[Directive 1] In the listing, turn each line from the one containing "of the tree" through the end of the listing, both ends included, into a string in a JSON list, leaving out blank lines.

Infante describes the hallmark of the yuccie (for which he suggests the unfortunate pronunciation “yucky”) as a fierce need to express oneself and make money creatively. He mentions millennial lawyers-turned-craft-brewers, financiers-turned-music-festival-founders, and college grads foregoing lucrative paychecks for lower-paying (or unpaid) internships in writing, editing, and social media.

Marriage, the Wellspring of a Creative Life

As a millennial, recent college-grad myself, I know well the type of person he’s describing. And while I chose a more straight-laced job immediately out of college—one that definitely doesn’t fit Infante’s “creative” description—I think I embody the creative label he applies to my millennial peers all the same, and perhaps to a greater extent. Why? Because I am 23 years old and married. And being married is the most creative thing anyone can ever do. Plus, it’s, like, so countercultural, you guys.

Being married is the most creative thing anyone can ever do. Plus, it’s, like, so countercultural, you guys.

[Dataset records]
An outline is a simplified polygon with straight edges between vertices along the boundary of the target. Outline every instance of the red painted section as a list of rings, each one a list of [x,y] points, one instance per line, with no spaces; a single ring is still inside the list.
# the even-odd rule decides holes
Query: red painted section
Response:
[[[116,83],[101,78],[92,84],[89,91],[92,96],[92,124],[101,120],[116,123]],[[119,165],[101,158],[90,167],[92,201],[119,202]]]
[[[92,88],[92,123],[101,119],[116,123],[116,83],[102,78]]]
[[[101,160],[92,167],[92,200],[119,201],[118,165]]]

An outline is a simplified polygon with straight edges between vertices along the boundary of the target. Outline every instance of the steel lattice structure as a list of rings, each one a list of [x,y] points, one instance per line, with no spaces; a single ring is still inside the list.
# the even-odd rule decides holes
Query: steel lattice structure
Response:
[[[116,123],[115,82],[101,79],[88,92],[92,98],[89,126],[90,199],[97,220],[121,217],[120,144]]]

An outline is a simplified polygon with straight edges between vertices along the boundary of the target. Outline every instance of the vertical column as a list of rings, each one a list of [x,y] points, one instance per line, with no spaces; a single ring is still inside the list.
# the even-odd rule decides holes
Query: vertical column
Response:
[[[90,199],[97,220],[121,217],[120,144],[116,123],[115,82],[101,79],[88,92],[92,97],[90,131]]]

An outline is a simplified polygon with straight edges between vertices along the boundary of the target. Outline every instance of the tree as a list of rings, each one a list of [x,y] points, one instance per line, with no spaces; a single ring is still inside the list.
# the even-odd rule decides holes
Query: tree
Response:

[Directive 2] In the piece on yuccies and marriage, why does the writer claim to fit the creative label even more than millennial peers do?

[Final result 1]
[
  "An outline is a simplified polygon with straight edges between vertices along the boundary of the target. Outline every instance of the tree as a list of rings, each one a list of [x,y] points, one instance per line, with no spaces; a single ring is still inside the list.",
  "# the even-odd rule decides holes",
  "Query: tree",
  "Response:"
]

[Final result 2] The writer is 23 years old and married. The writer holds that being married is the most creative thing anyone can ever do.